• Records excerpted from a collection:
/---

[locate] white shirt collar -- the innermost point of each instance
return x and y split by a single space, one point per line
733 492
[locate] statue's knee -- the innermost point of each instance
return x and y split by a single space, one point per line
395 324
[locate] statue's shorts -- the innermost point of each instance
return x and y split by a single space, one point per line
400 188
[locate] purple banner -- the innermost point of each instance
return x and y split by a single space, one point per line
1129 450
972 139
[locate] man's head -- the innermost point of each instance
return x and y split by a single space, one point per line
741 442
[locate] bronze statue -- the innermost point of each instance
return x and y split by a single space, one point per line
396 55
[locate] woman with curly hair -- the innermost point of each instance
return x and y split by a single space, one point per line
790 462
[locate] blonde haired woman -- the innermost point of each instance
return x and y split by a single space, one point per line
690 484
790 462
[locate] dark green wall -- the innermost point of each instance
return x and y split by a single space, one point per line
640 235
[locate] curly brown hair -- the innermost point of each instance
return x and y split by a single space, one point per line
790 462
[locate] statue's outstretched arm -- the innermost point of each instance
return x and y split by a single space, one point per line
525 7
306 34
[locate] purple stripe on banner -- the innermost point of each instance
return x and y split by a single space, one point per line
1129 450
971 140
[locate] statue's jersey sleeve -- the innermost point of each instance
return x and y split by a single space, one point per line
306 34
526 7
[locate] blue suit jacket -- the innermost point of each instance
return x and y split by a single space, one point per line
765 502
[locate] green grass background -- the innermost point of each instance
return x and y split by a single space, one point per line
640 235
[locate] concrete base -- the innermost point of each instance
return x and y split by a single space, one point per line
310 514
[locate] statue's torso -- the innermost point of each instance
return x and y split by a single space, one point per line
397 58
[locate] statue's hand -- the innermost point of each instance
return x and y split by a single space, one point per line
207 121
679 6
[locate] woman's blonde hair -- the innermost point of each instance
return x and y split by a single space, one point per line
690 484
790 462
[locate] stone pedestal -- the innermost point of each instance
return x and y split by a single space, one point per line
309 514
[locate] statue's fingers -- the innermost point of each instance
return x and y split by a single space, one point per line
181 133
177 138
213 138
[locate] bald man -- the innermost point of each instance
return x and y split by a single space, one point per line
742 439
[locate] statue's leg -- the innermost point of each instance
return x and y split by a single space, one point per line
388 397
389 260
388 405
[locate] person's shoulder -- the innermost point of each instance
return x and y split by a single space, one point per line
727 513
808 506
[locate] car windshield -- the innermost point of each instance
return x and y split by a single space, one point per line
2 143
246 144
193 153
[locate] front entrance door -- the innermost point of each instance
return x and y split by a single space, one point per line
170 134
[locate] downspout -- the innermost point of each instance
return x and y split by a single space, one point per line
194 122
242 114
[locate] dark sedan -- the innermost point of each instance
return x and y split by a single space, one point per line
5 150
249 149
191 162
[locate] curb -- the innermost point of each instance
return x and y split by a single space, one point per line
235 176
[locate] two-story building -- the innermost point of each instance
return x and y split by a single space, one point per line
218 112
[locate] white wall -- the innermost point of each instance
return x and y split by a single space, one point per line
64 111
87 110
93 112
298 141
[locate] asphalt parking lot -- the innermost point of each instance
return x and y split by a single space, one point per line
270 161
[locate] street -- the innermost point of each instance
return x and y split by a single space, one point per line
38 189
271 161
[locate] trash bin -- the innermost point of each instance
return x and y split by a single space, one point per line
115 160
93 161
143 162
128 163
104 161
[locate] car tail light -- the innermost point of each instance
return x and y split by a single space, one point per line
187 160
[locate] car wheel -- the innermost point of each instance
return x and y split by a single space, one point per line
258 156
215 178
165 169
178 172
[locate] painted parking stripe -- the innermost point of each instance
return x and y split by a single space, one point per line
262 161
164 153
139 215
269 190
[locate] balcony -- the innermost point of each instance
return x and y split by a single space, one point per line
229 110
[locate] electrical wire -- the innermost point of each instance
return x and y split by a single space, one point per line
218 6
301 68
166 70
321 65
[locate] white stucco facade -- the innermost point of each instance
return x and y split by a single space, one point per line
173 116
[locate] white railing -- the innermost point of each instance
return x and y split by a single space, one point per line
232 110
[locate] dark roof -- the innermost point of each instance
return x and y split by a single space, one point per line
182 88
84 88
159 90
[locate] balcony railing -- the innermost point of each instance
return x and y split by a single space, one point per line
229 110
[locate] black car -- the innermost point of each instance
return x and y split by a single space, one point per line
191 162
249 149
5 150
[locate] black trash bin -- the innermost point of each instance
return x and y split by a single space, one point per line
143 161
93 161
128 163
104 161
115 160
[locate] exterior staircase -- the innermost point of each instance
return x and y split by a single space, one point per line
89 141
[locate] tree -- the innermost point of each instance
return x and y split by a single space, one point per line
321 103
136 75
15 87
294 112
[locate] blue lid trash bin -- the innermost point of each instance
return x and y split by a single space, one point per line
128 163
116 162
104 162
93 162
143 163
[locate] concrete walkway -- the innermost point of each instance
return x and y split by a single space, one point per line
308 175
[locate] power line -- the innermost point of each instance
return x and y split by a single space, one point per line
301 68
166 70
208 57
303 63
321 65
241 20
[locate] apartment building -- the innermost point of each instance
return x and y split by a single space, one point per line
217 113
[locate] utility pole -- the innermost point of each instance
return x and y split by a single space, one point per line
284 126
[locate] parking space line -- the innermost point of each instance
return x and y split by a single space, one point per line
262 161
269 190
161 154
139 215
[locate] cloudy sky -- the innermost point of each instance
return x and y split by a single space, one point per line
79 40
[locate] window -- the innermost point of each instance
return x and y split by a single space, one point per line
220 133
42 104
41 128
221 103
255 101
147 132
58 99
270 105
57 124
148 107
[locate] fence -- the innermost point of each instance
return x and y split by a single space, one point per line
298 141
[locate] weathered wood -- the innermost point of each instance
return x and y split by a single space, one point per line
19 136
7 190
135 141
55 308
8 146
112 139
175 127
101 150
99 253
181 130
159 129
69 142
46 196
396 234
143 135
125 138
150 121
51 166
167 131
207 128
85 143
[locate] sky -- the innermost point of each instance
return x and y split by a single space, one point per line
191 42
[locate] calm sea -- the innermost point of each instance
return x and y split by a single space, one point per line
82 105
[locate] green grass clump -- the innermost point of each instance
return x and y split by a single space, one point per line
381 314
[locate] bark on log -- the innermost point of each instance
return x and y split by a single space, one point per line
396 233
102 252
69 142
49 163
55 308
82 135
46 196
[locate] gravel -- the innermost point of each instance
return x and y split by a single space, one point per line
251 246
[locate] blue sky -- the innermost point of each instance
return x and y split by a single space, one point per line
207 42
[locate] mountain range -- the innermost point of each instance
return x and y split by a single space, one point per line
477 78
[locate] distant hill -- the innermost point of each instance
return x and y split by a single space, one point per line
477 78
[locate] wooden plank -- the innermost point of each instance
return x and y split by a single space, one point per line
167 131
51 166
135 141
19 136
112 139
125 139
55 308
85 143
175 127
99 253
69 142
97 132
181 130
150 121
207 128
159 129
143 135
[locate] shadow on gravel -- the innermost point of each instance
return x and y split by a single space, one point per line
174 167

\---

• Aim: The whole listing above needs to be written out again exactly.

• Problem solution:
[locate] white shirt collar -- the innermost point of each instance
return x and y split by a single space, one point per line
733 492
[locate] statue's knee -- the innermost point of each instance
return x and y split by a single space, one point per line
395 324
[locate] statue's shorts -- the innermost point of each instance
return x and y split by a single space, one point per line
400 188
[locate] purple banner -- the innermost point of each instance
return x and y split by a single space, one point per line
1129 450
972 139
[locate] man's head -- the innermost point of each instance
return x and y split by a single space, one point per line
741 442
[locate] bronze statue -- the innermost point of each instance
return x and y split by a single space, one point per line
396 55
[locate] woman with curly hair -- the innermost point of each instance
return x and y split by a single space, one point per line
790 462
[locate] blonde haired woman -- the innermost point of each instance
return x and y split by a single space, one point per line
690 484
790 462
[locate] dark green wall -- the innermost point of each instance
return x and y split by a single space, one point per line
640 235
[locate] curly brown hair -- the innermost point of each instance
return x and y split by a single space, one point per line
790 462
[locate] statue's outstretched arm -- the innermost point of each instance
return x and y split by a single space, one point per line
525 7
306 34
[locate] purple stripe on banner -- the innermost point of each instance
return x and y split by a single space, one point per line
1129 450
971 140
[locate] statue's jersey sleeve -- the innermost point of each instance
return x and y split by a single space, one point per line
306 34
526 7
[locate] blue suit jacket -- the innermost point of each instance
return x and y split by a single space, one point per line
765 502
[locate] green grass background -- the innermost point of each instance
return x and y split by a single space, one point per line
640 235
[locate] concrete base -- the innermost point of each instance
return x and y split by a single space, one point per line
310 514
[locate] statue's torso -- the innermost point of each instance
return x and y split by a single space, one point per line
397 58
[locate] statue's hand -- the innermost point of each instance
return x and y split by a single space, one point per line
207 121
679 6
[locate] woman's blonde hair -- the innermost point of each instance
return x and y split by a single space, one point per line
690 484
790 462
[locate] stone pedestal -- the innermost point of each instance
return x and y split by a single space, one point per line
309 514
[locate] statue's fingers -- the innermost point of each instance
return x and y split by a single space, one point per line
181 133
177 138
213 138
[locate] bald man -- the innermost point of each instance
return x and y split by a single space, one point per line
742 439
[locate] statue's leg -- the innermost point of each instance
return x and y split by a single space, one point per line
388 397
389 260
388 405
[locate] person's shoulder -- the innermost point of each instance
return x and y split by a single space, one point per line
727 513
808 506
[locate] car windshield -- the innermost point of each instance
return x and y split by a single space, one point per line
2 143
246 144
193 153
[locate] front entrance door -- the innermost point of each instance
return x and y split by a single space, one point per line
170 134
[locate] downspout -- the innermost point of each instance
return x and y split by a single space, one point per line
194 122
242 114
[locate] dark sedan -- the innermost point of each instance
return x and y split by a single space, one point per line
5 150
249 149
191 162
[locate] curb -- the innermost point of each instance
return x and y split by a single space, one point per line
235 176
[locate] two-story building -- the innermost point of each instance
return x and y split by a single space, one point per line
218 112
[locate] white wall -- the innermost point of each instance
return x and y split by a single space, one point per line
64 111
87 110
93 112
298 141
[locate] asphalt parking lot -- the innermost point of each instance
return x and y split by a single space, one point per line
270 161
[locate] street -- the innermost point of each instance
return x and y split by a single space, one point per line
38 189
271 161
[locate] trash bin -- the innermost point of each instance
return x and y split by a single space, one point per line
115 160
93 161
143 162
128 163
104 161
[locate] car tail light -- the innermost point of each instance
return x and y split by a single space, one point per line
187 160
[locate] car wheel -- the innermost point of each instance
return x and y split by a single space, one point per line
258 156
215 178
165 169
178 172
[locate] painted parking stripe -- the innermost point of each instance
return x and y split by a single space, one point per line
262 161
164 153
139 215
269 190
[locate] balcony -- the innermost point of each instance
return x and y split by a single space, one point per line
229 110
[locate] electrical wire -- the innermost point of each instance
return x and y split by a single space, one point per line
218 6
301 68
166 70
321 65
[locate] white stucco facade -- the innermost point of each instance
return x and y split by a single space, one point per line
173 116
[locate] white railing -- the innermost point of each instance
return x and y split by a single space, one point per line
232 110
[locate] dark roof -- the innermost point of each instance
return x and y split by a single space, one point per line
182 88
84 88
159 90
[locate] balcony railing -- the innermost point of each instance
return x and y split by a single space, one point per line
229 110
[locate] black car -- the innermost point of each instance
return x and y split by a single space, one point per line
191 162
249 149
5 150
[locate] black trash bin -- the innermost point of each instance
return x and y split by a single space, one point per line
143 161
93 161
128 163
104 161
115 160
[locate] exterior staircase -- the innermost point of each instance
return x and y split by a single space, one point per line
89 141
[locate] tree -- the innermost point of each instance
return x and y split by a single space, one point per line
321 103
136 75
15 87
294 112
[locate] blue lid trash bin -- the innermost point of each instance
return x and y split by a single space, one point per line
128 163
116 162
104 162
93 162
143 163
[locate] concrete walkway -- the innermost point of each instance
return x and y split by a single space, one point per line
308 175
[locate] power line -- the innermost point of each instance
return x and y split by a single space, one point per line
301 68
166 70
208 57
303 63
321 65
241 20
[locate] apartment building -- the innermost point of each instance
return x and y split by a single space, one point per line
217 113
[locate] utility pole -- the innermost point of each instance
return x and y split by a single space, one point per line
284 126
[locate] parking space line -- the innermost point of each instance
return x and y split by a single space, one point per line
262 161
269 190
161 154
139 215
[locate] cloudy sky -- the innermost point of each instance
return x and y split by a single space, one point per line
79 40
[locate] window -- the innermost point of each instance
return x and y split by a single space, one point per line
220 133
42 104
41 128
221 103
255 101
147 132
58 99
270 105
57 124
148 107
[locate] fence -- the innermost point of each instance
return x and y split by a single space, one point per line
298 141
[locate] weathered wood -- the innermost point of each instance
return x and y split by a single space, one point per line
19 136
7 190
135 141
55 308
8 146
112 139
175 127
101 150
99 253
181 130
159 129
69 142
46 196
396 234
143 135
125 138
150 121
51 166
167 131
207 128
85 143
[locate] sky -- the innermost point of each instance
return x and y split by a single space, one point per line
191 42
[locate] calm sea -- the innermost point of each instance
return x and y split by a single space, one point per line
82 105
[locate] green grass clump -- the innermost point of each instance
return x and y split by a single space, one point per line
381 314
[locate] bark on log -- the innermost point of each instance
return x and y split by a single space, one point per line
396 233
102 252
69 142
49 163
55 308
82 135
46 196
[locate] gravel -- the innermost point of each instance
return x and y split by a single space, one point per line
251 246
[locate] blue sky -- the innermost point of each instance
return x and y split by a single space, one point per line
207 42
[locate] mountain range -- the innermost point of each instance
return x and y split by a single space, one point per line
477 78
[locate] distant hill -- the innermost point of each instance
return x and y split by a single space, one point per line
477 78
[locate] wooden plank -- the innermost point of each instance
return x and y split by a single space, one point per line
167 131
51 166
135 141
19 136
112 139
125 139
55 308
85 143
175 127
99 253
69 142
97 132
181 130
150 121
207 128
159 129
143 135
[locate] shadow on gravel -- the innermost point of each instance
return x and y split by a single space, one point per line
174 167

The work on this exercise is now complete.